» **Recorded data**:
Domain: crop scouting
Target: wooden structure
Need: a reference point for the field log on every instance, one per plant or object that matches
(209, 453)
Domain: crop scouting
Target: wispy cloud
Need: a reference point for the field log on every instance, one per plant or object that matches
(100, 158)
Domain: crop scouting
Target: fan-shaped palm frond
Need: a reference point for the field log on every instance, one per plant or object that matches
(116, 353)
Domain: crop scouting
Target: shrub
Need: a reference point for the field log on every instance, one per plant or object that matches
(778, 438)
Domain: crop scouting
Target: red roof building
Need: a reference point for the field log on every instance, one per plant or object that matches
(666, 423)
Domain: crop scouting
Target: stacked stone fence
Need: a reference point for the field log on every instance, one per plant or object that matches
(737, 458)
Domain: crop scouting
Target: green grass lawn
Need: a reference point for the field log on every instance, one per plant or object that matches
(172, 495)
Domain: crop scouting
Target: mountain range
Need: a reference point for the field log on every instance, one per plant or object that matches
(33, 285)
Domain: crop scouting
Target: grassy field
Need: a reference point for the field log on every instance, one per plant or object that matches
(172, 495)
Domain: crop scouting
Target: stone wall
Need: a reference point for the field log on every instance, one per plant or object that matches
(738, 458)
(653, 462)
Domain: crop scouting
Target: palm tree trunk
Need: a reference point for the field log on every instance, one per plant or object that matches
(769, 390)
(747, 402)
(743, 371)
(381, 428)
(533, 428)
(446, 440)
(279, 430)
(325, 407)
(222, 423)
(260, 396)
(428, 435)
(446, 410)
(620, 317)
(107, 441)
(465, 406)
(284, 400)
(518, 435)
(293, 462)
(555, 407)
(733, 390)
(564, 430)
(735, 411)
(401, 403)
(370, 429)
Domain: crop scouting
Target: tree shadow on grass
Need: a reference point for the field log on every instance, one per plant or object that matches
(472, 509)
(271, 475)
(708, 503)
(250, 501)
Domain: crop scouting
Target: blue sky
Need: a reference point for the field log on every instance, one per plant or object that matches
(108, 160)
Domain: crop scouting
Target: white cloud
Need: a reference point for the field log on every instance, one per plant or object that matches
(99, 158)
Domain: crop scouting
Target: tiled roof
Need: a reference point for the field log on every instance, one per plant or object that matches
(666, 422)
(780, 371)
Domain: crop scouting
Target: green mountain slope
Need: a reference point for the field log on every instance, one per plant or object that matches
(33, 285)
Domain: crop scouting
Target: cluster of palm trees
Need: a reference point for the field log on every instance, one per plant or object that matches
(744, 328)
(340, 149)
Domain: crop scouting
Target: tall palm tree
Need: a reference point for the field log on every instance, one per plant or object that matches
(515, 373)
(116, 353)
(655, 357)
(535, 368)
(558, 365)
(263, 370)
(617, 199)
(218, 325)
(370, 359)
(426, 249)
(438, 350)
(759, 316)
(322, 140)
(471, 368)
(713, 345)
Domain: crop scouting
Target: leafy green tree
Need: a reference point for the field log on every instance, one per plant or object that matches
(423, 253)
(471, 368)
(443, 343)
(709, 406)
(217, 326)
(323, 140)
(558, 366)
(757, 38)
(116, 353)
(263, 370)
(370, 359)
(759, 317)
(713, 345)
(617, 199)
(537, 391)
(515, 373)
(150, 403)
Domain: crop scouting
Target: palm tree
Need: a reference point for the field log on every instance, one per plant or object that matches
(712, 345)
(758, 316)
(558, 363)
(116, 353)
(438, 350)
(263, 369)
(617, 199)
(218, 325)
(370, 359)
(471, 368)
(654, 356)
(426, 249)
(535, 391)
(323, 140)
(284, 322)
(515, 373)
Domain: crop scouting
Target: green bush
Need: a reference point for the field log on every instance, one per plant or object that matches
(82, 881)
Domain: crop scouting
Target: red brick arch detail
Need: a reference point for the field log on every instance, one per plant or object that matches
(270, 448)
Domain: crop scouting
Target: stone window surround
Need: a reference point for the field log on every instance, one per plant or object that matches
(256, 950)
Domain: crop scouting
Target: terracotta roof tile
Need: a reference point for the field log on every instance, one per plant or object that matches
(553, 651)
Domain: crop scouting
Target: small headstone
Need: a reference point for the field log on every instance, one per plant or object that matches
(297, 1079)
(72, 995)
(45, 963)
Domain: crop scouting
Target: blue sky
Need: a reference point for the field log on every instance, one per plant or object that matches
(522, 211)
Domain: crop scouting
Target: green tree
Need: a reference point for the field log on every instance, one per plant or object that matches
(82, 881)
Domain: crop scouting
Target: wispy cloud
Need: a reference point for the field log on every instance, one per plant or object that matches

» **What this task involves**:
Please return a copy of each line in the entries that has the string "roof".

» **Result for this task**:
Target: red roof building
Target: tiled roof
Target: terracotta roof tile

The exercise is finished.